## [Task description]
Please retype every entry, keeping each one exactly as written.

## [Information given]
::::::::

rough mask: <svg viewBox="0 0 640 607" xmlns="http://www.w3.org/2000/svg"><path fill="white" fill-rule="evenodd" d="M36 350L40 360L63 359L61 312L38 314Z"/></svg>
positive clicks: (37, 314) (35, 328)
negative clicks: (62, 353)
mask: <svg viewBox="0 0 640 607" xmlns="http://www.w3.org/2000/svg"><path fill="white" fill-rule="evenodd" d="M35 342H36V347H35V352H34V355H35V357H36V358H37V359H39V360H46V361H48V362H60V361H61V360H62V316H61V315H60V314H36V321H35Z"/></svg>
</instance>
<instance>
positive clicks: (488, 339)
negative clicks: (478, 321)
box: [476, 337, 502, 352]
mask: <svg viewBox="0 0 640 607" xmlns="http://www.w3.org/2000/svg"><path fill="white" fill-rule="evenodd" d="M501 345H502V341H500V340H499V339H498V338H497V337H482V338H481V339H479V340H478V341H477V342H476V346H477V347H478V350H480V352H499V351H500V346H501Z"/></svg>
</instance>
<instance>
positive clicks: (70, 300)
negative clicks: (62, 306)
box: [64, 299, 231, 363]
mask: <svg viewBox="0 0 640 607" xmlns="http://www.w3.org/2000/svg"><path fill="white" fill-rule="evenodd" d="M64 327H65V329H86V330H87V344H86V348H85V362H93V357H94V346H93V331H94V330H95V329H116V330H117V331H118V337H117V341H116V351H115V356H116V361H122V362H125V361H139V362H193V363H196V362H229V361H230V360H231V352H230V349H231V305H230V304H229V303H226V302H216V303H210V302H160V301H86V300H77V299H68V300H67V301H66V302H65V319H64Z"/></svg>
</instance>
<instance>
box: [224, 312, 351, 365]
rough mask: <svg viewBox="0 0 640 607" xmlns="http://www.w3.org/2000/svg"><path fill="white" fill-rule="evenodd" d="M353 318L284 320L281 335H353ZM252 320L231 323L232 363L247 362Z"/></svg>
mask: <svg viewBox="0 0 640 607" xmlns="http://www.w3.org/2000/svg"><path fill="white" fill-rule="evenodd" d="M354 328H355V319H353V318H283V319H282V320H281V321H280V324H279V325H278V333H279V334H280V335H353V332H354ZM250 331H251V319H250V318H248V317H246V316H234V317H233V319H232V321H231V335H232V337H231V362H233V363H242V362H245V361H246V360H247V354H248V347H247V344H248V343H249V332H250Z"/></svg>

::::::::

## [The answer]
rough mask: <svg viewBox="0 0 640 607" xmlns="http://www.w3.org/2000/svg"><path fill="white" fill-rule="evenodd" d="M36 350L40 360L63 359L61 312L38 314Z"/></svg>
positive clicks: (37, 314) (35, 328)
negative clicks: (62, 353)
mask: <svg viewBox="0 0 640 607" xmlns="http://www.w3.org/2000/svg"><path fill="white" fill-rule="evenodd" d="M35 342H36V347H35V352H34V355H35V357H36V358H37V359H39V360H46V361H48V362H60V361H61V360H62V316H61V315H60V314H36V321H35Z"/></svg>
</instance>
<instance>
positive clicks: (488, 339)
negative clicks: (478, 321)
box: [476, 337, 502, 352]
mask: <svg viewBox="0 0 640 607" xmlns="http://www.w3.org/2000/svg"><path fill="white" fill-rule="evenodd" d="M501 345H502V341H500V340H499V339H498V338H497V337H482V338H481V339H479V340H478V341H477V342H476V346H477V347H478V350H480V352H499V351H500V346H501Z"/></svg>
</instance>
<instance>
positive clicks: (70, 300)
negative clicks: (62, 306)
box: [64, 299, 231, 363]
mask: <svg viewBox="0 0 640 607" xmlns="http://www.w3.org/2000/svg"><path fill="white" fill-rule="evenodd" d="M64 327H65V329H86V330H87V344H86V348H85V362H93V357H94V346H93V331H94V330H95V329H116V330H117V331H118V337H117V341H116V351H115V356H116V361H122V362H125V361H139V362H193V363H196V362H229V361H230V360H231V352H230V349H231V305H230V304H229V303H226V302H216V303H210V302H160V301H86V300H77V299H68V300H67V301H66V302H65V319H64Z"/></svg>
</instance>
<instance>
box: [224, 312, 351, 365]
rough mask: <svg viewBox="0 0 640 607" xmlns="http://www.w3.org/2000/svg"><path fill="white" fill-rule="evenodd" d="M353 318L284 320L281 335H353ZM252 320L231 323L232 363L247 362Z"/></svg>
mask: <svg viewBox="0 0 640 607" xmlns="http://www.w3.org/2000/svg"><path fill="white" fill-rule="evenodd" d="M354 328H355V319H353V318H283V319H282V320H281V321H280V324H279V325H278V333H279V334H280V335H353V332H354ZM250 331H251V319H250V318H248V317H246V316H234V317H233V319H232V321H231V335H232V337H231V362H233V363H242V362H245V361H246V360H247V354H248V347H247V344H248V343H249V332H250Z"/></svg>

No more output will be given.